>> BEGIN Source document

Illumination problems generally involve uniformity of rays or intensity, he said. "If we're looking at a spotlight we might be interested in having even intensity over the entire area. Or in the case of irradiance, we might be looking at optimizing power at some locations. So it's very much apples and oranges. We are asking for different figures of merit. We are asking for different criteria that we're going to use to say whether this illumination system is good or bad."

Another common design wrinkle in illumination problems is that the detection system in many cases is the human visual system, which often introduces the subjective criteria of whether or not an illumination pattern is pleasing to the eye. "Imaging usually is driven by technical aspects, but illumination, while driven by technical aspects, a lot of times is also driven by marketing aspects like, What do those taillights on your car look like? What do those headlights look like?" said John Koshel, manager of optical design group at Breault Research Organization (Tucson, AZ).

"When you're designing a system you have to understand what the detector is," Koshel said. "With illumination systems it's typically the human eye. However the eye just detects the radiation and the brain processes it. So you have to worry about how people perceive illumination."

For example, given both incandescent and fluorescent sources providing similar illumination, people tend to the "warm" lighting and improved color rendering of incandescence. The limitations of the human visual system can simplify design problems also. "We do not respond to very slow variations in illumination so there is no reason to over specify the uniformity of illumination," Koshel said. "If light broadcast on a wall is varying over the whole extent by 50% the human observer will barely see it."

>> END Source document

Written problem A » Show each line of the records that contains the string "query", copied in full. Case counts.

>> BEGIN Entries shown

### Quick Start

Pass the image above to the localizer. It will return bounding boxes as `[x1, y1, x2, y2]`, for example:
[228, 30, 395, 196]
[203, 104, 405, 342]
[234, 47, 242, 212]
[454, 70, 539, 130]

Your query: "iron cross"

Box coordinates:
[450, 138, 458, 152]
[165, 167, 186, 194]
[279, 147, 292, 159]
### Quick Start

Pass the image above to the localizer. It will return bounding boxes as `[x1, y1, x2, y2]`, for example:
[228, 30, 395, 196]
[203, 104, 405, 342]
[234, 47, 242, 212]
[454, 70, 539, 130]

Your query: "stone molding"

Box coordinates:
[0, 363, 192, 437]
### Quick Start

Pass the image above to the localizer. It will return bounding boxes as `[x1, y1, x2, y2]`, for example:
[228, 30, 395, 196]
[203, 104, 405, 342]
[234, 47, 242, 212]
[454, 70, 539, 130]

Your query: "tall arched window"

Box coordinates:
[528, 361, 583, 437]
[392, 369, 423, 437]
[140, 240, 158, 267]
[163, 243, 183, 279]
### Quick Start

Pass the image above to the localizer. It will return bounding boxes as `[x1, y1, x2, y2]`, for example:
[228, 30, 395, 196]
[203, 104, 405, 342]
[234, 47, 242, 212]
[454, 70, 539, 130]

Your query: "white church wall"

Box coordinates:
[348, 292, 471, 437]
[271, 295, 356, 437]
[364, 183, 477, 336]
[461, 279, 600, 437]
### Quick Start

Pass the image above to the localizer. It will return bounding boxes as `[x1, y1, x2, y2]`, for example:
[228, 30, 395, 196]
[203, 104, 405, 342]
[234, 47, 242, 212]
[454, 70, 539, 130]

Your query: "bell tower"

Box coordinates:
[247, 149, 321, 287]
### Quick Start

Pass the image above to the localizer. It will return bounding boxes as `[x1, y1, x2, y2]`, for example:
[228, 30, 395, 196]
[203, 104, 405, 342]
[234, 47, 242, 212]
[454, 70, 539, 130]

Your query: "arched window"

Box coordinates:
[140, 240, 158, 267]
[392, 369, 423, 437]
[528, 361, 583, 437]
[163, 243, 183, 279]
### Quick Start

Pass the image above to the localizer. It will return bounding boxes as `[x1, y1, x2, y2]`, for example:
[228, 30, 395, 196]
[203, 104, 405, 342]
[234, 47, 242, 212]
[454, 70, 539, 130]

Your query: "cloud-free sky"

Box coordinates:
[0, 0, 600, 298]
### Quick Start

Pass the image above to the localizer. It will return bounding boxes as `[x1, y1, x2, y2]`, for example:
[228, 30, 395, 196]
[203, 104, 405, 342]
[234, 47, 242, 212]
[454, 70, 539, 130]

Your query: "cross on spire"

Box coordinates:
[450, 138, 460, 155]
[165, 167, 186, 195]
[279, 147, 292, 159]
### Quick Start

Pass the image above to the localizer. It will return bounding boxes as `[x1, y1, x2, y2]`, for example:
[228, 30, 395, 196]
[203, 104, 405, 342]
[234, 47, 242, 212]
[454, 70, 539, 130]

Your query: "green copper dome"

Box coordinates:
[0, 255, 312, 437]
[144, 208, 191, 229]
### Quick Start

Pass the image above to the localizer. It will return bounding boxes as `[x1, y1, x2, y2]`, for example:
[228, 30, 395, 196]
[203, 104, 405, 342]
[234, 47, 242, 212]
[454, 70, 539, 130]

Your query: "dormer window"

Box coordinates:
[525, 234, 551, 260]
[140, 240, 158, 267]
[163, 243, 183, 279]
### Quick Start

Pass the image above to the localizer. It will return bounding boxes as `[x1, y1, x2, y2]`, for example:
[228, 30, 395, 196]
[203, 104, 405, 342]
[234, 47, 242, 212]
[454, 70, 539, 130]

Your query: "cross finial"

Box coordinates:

>> END Entries shown

Written problem B » Resume the passage on illumination design, picking up after its final sentence.

Response A »
Your query: "iron cross"
Your query: "stone molding"
Your query: "tall arched window"
Your query: "white church wall"
Your query: "bell tower"
Your query: "arched window"
Your query: "cloud-free sky"
Your query: "cross on spire"
Your query: "green copper dome"
Your query: "dormer window"
Your query: "cross finial"

Response B »
These types of issues are increasing in importance with increasing interest in nonimaging optical design applications that range from bar-code scanners to theatrical lighting and solar simulators, according to Pfisterer. "These aren't classic lens design problems," Pfisterer said. "So we have to do different things now. That is why you're seeing tools like Lighttools (Optical Research Associates), TracePro (Lambda Research; Littleton, MA), ASAP (Breault Research Organization; Tucson, AZ), or our program FRED."

Optimizing illumination design

"What's happening in the industry is that some companies, like Optical Research Associates, are doing some illumination optimization, and we're all very interested to see how successful this is," Pfisterer said. "We don't have any experience with it yet because it's a brand-new tool. But people who don't have that tool are looking for other ways of doing it."

Optimization for imaging design became a standard in the late 1960s, Cassarly said. "You get optimization as part of the imaging design process," he said. "But illumination design has been lagging for many years, primarily because the default method of analyzing illumination systems uses Monte Carlo simulations." The more complex illumination geometries are likely to be specified by a 10-Mbyte CAD file rather than the 15-line lens deck that might specify an imaging system.

Improvements in algorithms and design subtleties are helping to make optimization for illumination design a reality, Cassarly said. For instance, parameterization strategies have been developed to reduce the number of variables needed to describe complex shapes from say 10,000 points within a CAD file to a relatively small number of variables, say between 10 and 100. Another strategy for reducing variables involves taking advantage of periodic or chirped patterns in lens arrays or back lit displays (see Fig. 2).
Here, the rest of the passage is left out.